→ RECORDS TO PROCESS:
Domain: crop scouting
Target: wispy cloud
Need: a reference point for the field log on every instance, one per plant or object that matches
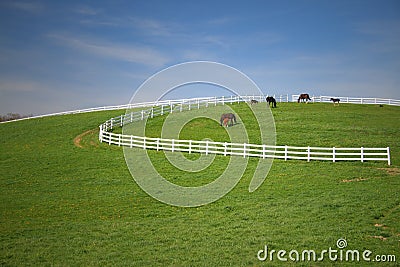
(128, 53)
(85, 10)
(383, 35)
(26, 6)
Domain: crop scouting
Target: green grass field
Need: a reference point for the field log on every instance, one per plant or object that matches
(68, 200)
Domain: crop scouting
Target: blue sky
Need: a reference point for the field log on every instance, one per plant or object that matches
(65, 55)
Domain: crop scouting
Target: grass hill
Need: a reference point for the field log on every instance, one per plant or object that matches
(67, 199)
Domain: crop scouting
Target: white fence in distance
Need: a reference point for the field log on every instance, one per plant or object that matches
(224, 148)
(260, 98)
(352, 100)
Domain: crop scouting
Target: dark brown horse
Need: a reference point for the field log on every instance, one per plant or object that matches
(304, 97)
(229, 116)
(270, 100)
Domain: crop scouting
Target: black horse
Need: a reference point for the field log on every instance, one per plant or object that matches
(304, 97)
(335, 100)
(229, 116)
(270, 100)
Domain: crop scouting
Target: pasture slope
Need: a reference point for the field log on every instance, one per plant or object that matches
(68, 200)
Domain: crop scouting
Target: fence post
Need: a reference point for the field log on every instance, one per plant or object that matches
(225, 149)
(362, 154)
(263, 151)
(388, 153)
(285, 152)
(101, 133)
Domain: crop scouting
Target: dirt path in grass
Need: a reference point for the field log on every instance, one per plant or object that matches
(78, 138)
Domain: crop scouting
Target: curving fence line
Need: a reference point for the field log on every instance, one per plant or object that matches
(260, 98)
(223, 148)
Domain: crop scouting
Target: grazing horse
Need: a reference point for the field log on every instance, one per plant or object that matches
(304, 97)
(228, 116)
(225, 122)
(270, 100)
(335, 100)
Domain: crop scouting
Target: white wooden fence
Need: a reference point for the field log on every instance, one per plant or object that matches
(226, 99)
(223, 148)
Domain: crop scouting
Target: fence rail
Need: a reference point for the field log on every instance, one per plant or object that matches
(353, 100)
(224, 148)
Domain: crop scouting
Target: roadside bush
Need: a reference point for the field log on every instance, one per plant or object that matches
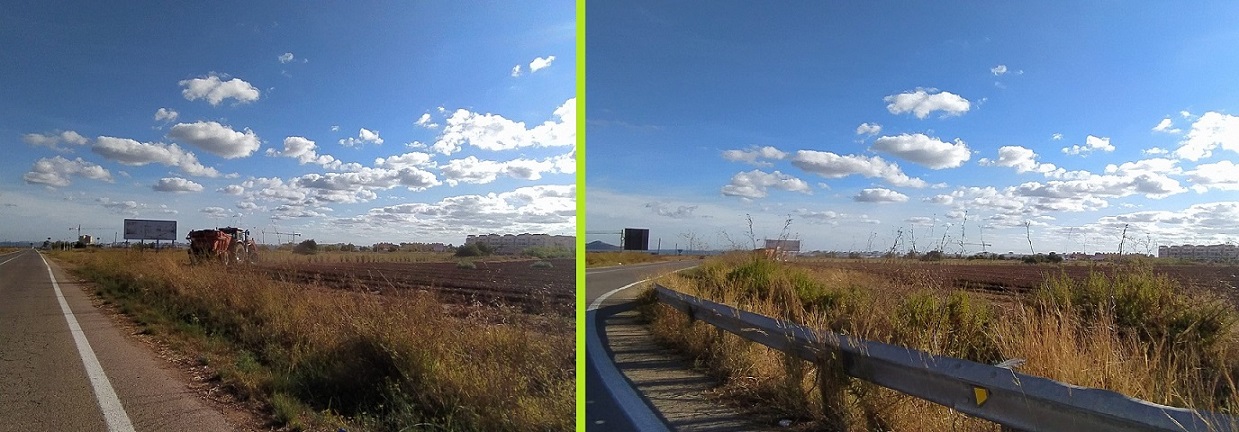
(306, 248)
(544, 253)
(954, 326)
(1144, 305)
(468, 250)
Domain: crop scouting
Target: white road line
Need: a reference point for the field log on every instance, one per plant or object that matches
(6, 261)
(621, 267)
(631, 404)
(113, 414)
(597, 302)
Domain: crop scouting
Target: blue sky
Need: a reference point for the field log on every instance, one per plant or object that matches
(876, 125)
(356, 121)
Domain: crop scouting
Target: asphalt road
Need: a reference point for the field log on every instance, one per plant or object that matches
(66, 367)
(610, 401)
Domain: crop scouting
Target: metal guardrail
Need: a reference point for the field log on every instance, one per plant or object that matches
(1001, 395)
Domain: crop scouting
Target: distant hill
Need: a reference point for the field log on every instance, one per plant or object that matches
(600, 246)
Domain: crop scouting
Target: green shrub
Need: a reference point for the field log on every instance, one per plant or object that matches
(955, 326)
(1145, 305)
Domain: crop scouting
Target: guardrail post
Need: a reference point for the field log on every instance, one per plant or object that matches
(833, 381)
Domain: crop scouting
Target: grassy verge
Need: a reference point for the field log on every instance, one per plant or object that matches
(1135, 332)
(288, 256)
(323, 359)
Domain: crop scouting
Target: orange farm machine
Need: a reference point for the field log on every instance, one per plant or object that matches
(228, 245)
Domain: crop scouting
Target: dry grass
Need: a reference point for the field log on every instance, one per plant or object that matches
(323, 359)
(1151, 341)
(288, 256)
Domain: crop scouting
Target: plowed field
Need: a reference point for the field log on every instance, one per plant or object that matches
(499, 282)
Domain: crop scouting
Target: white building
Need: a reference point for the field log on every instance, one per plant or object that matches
(514, 244)
(1201, 253)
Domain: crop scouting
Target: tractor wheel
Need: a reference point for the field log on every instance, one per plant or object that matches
(236, 254)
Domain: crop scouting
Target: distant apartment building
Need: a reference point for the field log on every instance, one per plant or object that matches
(1199, 253)
(514, 244)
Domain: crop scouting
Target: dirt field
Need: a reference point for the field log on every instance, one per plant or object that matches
(1020, 277)
(502, 282)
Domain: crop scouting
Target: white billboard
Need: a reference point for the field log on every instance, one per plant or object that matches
(145, 229)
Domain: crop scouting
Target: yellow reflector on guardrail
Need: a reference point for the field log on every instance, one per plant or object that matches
(981, 395)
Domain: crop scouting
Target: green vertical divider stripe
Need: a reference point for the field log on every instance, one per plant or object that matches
(580, 214)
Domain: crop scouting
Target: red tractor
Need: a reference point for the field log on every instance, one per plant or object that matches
(229, 245)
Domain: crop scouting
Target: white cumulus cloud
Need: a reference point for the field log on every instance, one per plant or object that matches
(867, 129)
(472, 170)
(165, 114)
(1090, 145)
(1167, 126)
(363, 136)
(834, 166)
(56, 171)
(176, 185)
(1212, 130)
(540, 63)
(494, 133)
(924, 150)
(55, 139)
(755, 155)
(305, 151)
(755, 183)
(214, 90)
(880, 196)
(1223, 175)
(138, 154)
(425, 121)
(217, 139)
(922, 102)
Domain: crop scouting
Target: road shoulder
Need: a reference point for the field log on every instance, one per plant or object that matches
(160, 389)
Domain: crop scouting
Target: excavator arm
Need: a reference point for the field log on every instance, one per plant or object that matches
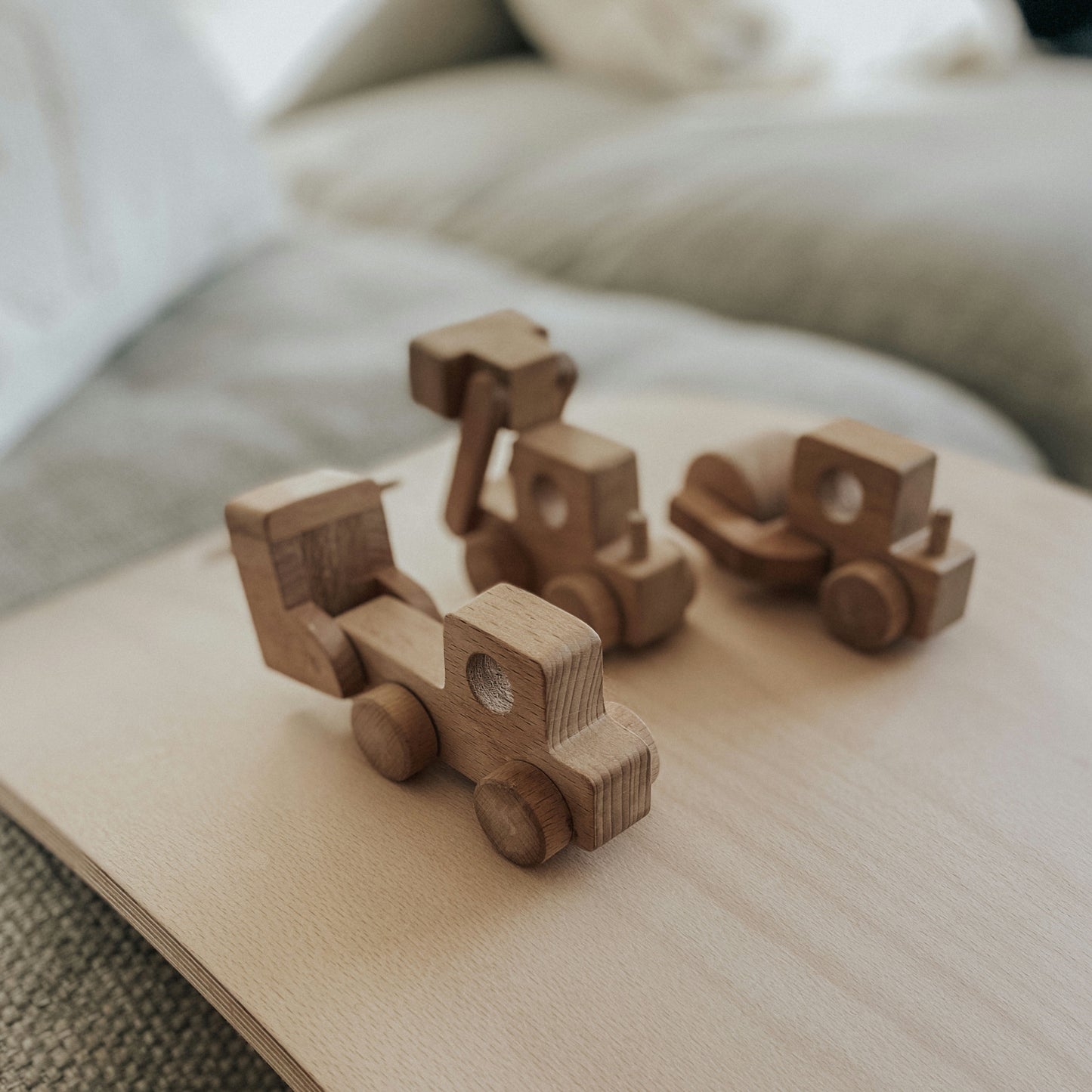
(493, 373)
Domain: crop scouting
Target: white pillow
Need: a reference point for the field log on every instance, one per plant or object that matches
(124, 179)
(283, 54)
(690, 45)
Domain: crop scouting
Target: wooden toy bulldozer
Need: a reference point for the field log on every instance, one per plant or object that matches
(507, 690)
(565, 522)
(846, 508)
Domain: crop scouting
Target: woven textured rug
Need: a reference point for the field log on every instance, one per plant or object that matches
(86, 1004)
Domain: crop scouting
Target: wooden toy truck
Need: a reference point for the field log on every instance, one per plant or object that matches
(507, 690)
(565, 522)
(846, 507)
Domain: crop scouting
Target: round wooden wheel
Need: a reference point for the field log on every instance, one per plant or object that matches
(584, 595)
(865, 604)
(495, 557)
(523, 814)
(394, 731)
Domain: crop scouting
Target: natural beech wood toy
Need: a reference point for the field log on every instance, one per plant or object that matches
(565, 522)
(508, 690)
(846, 507)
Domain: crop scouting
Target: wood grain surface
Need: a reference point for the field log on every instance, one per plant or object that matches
(858, 871)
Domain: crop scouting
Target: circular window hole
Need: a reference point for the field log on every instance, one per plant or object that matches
(841, 496)
(490, 684)
(552, 508)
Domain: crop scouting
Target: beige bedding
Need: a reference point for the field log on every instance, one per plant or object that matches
(294, 358)
(299, 357)
(950, 227)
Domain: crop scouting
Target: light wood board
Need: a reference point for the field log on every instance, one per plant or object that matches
(858, 874)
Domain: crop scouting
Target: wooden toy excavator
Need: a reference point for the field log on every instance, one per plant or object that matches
(508, 690)
(846, 508)
(565, 522)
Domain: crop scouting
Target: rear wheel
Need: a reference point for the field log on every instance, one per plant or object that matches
(493, 556)
(394, 731)
(589, 599)
(523, 814)
(865, 604)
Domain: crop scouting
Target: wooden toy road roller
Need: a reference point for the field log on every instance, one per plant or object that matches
(565, 522)
(846, 508)
(507, 690)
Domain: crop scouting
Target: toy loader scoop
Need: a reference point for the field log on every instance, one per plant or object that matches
(846, 507)
(507, 690)
(566, 521)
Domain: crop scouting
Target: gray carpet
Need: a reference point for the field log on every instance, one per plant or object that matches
(86, 1004)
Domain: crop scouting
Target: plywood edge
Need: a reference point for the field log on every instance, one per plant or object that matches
(161, 938)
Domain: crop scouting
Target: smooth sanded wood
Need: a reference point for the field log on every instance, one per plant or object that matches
(858, 871)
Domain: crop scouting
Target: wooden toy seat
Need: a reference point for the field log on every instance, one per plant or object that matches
(311, 549)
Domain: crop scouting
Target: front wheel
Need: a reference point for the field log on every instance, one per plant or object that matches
(865, 604)
(394, 731)
(523, 814)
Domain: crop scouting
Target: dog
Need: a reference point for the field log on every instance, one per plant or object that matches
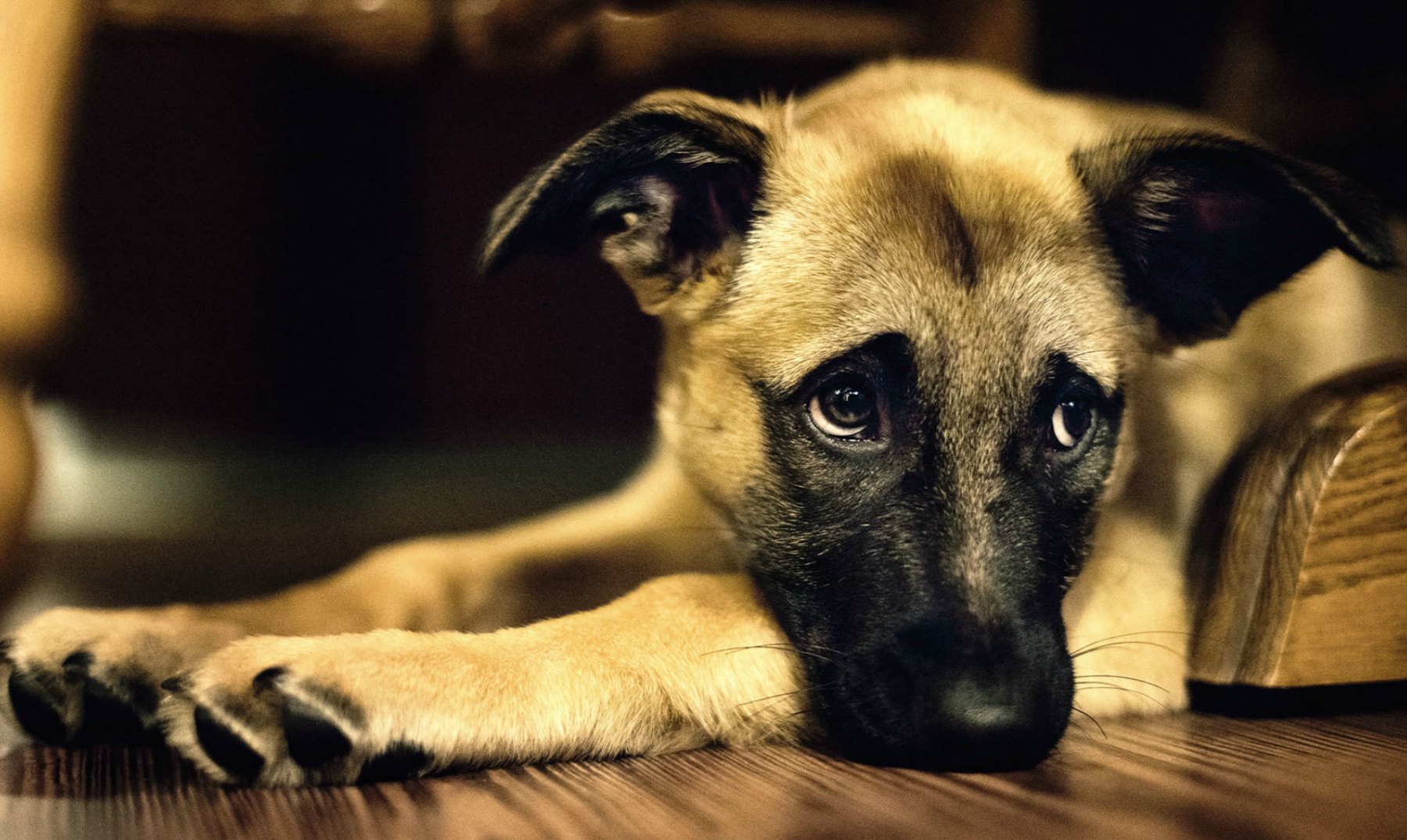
(943, 379)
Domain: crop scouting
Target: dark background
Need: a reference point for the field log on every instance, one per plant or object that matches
(274, 242)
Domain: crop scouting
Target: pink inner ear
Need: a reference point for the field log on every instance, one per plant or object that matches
(1220, 212)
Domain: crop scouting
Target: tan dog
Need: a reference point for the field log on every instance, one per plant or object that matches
(921, 370)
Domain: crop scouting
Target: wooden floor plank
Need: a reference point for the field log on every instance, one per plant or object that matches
(1172, 777)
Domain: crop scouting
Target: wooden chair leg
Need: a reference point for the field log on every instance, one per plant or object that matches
(1301, 560)
(38, 45)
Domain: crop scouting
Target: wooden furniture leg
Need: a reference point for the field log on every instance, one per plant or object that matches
(38, 45)
(1301, 555)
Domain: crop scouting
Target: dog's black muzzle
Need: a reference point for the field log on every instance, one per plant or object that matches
(935, 695)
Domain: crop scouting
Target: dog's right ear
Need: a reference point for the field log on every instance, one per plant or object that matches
(668, 184)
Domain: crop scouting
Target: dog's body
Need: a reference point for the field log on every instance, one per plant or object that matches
(921, 369)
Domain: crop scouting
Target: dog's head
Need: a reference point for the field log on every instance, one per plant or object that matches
(898, 330)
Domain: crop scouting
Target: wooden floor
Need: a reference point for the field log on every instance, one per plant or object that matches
(1187, 776)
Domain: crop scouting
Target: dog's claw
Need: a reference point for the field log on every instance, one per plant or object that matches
(313, 739)
(399, 762)
(227, 749)
(107, 720)
(34, 708)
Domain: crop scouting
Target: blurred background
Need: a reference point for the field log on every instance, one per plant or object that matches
(274, 351)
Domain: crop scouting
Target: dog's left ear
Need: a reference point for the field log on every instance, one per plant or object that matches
(1203, 226)
(668, 184)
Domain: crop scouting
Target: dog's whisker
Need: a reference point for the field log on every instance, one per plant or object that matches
(1092, 720)
(1122, 677)
(1143, 694)
(1129, 642)
(1081, 729)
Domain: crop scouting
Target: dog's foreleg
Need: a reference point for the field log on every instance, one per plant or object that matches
(93, 674)
(678, 663)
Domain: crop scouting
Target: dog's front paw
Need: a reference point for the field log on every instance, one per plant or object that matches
(279, 711)
(91, 676)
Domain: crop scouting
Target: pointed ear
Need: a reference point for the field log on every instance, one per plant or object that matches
(668, 184)
(1203, 226)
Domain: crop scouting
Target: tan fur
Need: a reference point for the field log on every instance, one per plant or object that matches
(895, 152)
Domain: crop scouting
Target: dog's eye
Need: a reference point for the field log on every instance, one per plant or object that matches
(1069, 423)
(846, 409)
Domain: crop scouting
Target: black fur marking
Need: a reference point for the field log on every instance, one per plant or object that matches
(267, 678)
(1203, 226)
(399, 762)
(107, 720)
(313, 739)
(682, 141)
(77, 663)
(857, 550)
(34, 710)
(227, 749)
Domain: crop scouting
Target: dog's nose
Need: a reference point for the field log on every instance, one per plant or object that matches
(988, 725)
(929, 708)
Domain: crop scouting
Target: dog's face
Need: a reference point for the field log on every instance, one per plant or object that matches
(897, 353)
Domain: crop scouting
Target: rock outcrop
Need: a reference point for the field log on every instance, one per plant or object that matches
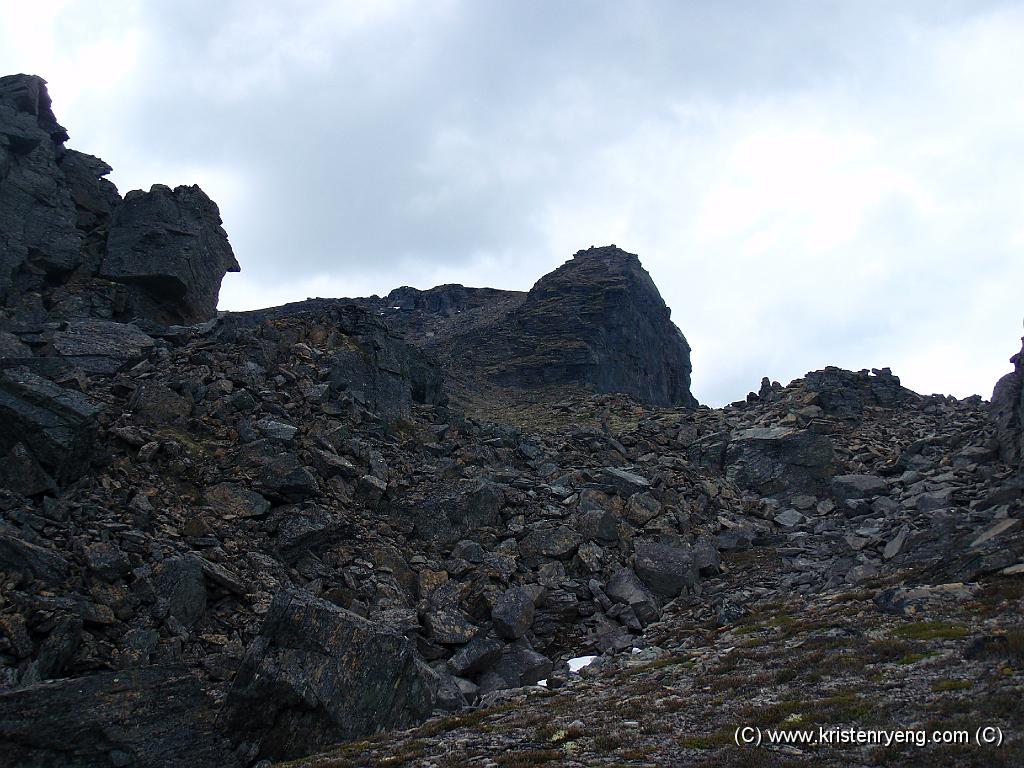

→ TASK:
Your answer should be the lines above from the one containing "Target: wooden toy bulldozer" through the one containing "Target: wooden toy road roller", copied exactly and with both ends kept.

→ EXERCISE RESPONSE:
Target: wooden toy bulldozer
Need: a reference point for the field log on every instance, one per plant or object that matches
(507, 690)
(565, 522)
(846, 508)
Domain: crop scouting
Target: woven textured rug
Need: a reference point for the field log on every instance, one per plant or object that matches
(86, 1004)
Domain: crop scouting
Target: wooden toy truck
Need: a reference point for the field log on every instance, one per plant or object that matches
(507, 690)
(565, 522)
(846, 507)
Domain: crop scouting
Target: round wooden wheel
Need: a reference point for the field log on every instance, one per plant or object that matches
(584, 595)
(865, 604)
(495, 557)
(523, 814)
(394, 731)
Domain: crop scouting
Target: natural beech wood toy
Need: a reference point for the field log on every instance, one per plant or object that matches
(565, 522)
(508, 690)
(846, 507)
Domain: crop scouting
Target: wood grain surface
Need: a reference point for the field log on every instance, one per plant or object that matches
(858, 871)
Domain: crop scouting
Target: circular window hole
Need: a reference point for the field log on every instance, one per plant or object that matches
(841, 496)
(490, 684)
(552, 508)
Domain: crop scouting
Target: beige bedding
Need: a reference point for the field log on every instance, one per plant or object that matches
(294, 358)
(299, 357)
(950, 227)
Domain: crop scouting
Target: light wood board
Need: a reference point for the field log on every instance, one per plant or object that matches
(858, 874)
Domain: crop scouting
Target: wooden toy excavator
Need: a reference point for the field log on every instance, one per plant or object that matches
(508, 690)
(846, 508)
(565, 522)
Domain: crop scouting
Target: rear wheel
Need: a reference point for the field log on every instance, one per plant or object that matches
(493, 556)
(394, 731)
(589, 599)
(523, 814)
(865, 604)
Domain: crop scouting
Target: wooden toy road roller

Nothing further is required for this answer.